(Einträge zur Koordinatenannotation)
------------

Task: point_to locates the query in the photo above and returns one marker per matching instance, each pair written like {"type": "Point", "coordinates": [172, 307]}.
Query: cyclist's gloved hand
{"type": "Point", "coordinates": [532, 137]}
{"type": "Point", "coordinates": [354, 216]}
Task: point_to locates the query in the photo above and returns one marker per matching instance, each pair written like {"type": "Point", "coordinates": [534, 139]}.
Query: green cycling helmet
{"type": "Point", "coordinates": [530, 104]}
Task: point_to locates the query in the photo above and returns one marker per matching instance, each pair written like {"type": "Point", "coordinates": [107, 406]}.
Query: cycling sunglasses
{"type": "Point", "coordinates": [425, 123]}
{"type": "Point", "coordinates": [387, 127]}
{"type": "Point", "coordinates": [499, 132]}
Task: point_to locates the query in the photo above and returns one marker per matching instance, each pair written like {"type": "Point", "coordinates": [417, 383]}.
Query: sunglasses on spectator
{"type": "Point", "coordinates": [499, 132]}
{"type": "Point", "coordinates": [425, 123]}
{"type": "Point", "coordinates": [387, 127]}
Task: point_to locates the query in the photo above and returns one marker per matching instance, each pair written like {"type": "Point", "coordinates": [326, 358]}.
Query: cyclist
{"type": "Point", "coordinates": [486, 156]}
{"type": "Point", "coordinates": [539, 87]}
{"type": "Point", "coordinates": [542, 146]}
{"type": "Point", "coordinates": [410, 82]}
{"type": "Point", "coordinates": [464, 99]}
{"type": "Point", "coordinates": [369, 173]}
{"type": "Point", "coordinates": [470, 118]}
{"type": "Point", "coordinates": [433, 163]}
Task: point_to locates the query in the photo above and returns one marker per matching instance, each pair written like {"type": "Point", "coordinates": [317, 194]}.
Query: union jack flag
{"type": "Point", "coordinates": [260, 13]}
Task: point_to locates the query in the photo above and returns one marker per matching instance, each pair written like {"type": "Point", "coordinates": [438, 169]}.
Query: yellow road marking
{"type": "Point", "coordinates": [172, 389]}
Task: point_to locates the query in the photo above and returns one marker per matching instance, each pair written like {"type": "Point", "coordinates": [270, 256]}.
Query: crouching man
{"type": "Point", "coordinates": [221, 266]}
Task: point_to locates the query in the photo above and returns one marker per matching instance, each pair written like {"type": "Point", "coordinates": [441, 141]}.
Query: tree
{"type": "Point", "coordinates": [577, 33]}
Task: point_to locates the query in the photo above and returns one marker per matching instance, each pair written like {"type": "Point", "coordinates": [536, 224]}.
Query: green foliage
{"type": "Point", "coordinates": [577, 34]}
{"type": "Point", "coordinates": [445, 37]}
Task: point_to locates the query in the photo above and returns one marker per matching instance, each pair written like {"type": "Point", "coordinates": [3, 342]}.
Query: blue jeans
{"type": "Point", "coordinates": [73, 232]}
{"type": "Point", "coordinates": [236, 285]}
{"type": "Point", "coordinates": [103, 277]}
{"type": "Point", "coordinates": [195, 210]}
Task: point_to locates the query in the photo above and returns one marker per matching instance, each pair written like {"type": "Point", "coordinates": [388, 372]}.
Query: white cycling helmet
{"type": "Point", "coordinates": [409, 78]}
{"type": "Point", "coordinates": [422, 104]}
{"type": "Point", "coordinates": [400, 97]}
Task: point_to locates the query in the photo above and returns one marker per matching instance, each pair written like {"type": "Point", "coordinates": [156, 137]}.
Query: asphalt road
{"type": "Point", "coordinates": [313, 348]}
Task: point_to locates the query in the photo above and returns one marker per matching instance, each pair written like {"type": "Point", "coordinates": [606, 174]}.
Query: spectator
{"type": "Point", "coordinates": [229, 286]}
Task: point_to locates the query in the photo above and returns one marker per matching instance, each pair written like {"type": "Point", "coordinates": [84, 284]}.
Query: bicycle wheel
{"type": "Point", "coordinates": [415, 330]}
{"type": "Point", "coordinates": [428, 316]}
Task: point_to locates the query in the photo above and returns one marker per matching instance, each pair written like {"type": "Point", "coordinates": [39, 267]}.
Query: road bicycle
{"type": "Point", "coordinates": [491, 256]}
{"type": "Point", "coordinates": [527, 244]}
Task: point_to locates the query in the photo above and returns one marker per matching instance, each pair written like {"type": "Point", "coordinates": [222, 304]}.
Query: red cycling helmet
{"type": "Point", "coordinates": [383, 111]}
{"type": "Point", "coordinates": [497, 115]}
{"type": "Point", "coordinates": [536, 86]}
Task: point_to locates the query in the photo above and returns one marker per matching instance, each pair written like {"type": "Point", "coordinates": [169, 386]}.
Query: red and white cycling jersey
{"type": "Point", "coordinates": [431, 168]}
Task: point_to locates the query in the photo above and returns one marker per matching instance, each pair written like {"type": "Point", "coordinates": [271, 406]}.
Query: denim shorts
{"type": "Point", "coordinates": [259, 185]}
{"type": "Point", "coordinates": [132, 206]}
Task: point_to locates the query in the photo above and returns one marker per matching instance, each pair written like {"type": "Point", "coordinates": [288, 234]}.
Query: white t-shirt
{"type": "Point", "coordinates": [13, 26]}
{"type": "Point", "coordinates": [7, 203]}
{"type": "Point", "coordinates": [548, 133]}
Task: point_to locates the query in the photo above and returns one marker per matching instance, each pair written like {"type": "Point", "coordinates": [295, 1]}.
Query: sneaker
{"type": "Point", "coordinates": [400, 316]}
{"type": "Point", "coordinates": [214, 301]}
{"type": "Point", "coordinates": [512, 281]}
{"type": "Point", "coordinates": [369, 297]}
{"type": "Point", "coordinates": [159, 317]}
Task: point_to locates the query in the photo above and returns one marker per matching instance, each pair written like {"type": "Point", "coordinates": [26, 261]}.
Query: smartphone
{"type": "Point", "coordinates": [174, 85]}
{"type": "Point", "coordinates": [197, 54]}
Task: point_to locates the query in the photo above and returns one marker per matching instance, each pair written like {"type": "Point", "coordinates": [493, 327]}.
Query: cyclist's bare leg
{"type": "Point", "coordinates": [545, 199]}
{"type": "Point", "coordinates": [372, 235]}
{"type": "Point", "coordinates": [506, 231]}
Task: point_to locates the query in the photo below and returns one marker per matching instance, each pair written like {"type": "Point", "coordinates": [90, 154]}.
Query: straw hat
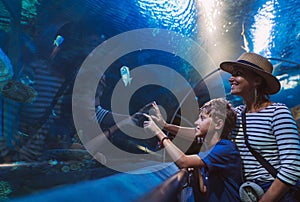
{"type": "Point", "coordinates": [258, 64]}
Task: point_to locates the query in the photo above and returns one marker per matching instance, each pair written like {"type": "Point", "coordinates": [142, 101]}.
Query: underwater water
{"type": "Point", "coordinates": [55, 52]}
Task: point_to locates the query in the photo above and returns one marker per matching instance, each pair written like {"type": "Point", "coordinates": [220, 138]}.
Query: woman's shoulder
{"type": "Point", "coordinates": [277, 106]}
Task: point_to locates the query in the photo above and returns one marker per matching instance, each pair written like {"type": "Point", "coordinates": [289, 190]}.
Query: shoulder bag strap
{"type": "Point", "coordinates": [260, 159]}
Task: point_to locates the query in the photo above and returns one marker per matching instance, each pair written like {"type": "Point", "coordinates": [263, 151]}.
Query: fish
{"type": "Point", "coordinates": [246, 43]}
{"type": "Point", "coordinates": [58, 40]}
{"type": "Point", "coordinates": [57, 43]}
{"type": "Point", "coordinates": [125, 74]}
{"type": "Point", "coordinates": [6, 69]}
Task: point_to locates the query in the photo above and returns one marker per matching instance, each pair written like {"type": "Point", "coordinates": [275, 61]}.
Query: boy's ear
{"type": "Point", "coordinates": [219, 123]}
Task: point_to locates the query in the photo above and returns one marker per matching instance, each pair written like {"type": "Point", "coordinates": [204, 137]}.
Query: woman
{"type": "Point", "coordinates": [271, 129]}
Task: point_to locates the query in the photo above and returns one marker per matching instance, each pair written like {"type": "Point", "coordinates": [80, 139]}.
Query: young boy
{"type": "Point", "coordinates": [220, 164]}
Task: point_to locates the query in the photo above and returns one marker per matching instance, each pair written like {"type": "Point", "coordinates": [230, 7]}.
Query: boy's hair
{"type": "Point", "coordinates": [221, 109]}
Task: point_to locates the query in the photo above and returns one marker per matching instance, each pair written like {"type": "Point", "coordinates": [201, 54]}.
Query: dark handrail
{"type": "Point", "coordinates": [168, 190]}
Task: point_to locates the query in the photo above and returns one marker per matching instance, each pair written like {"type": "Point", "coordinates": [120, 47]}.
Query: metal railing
{"type": "Point", "coordinates": [169, 190]}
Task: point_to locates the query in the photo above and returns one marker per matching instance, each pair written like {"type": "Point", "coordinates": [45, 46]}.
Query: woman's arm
{"type": "Point", "coordinates": [286, 134]}
{"type": "Point", "coordinates": [181, 160]}
{"type": "Point", "coordinates": [187, 133]}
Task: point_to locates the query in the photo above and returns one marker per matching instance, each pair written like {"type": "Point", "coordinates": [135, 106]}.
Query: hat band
{"type": "Point", "coordinates": [250, 63]}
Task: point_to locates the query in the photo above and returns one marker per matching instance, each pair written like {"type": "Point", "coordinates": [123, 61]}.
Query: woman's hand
{"type": "Point", "coordinates": [150, 127]}
{"type": "Point", "coordinates": [157, 116]}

------------

_AUFGABE:_ Nenne nur die Anzahl der Zeilen in der obigen Liste, die die Zeichenfolge "road" enthalten.

_ANTWORT:_ 3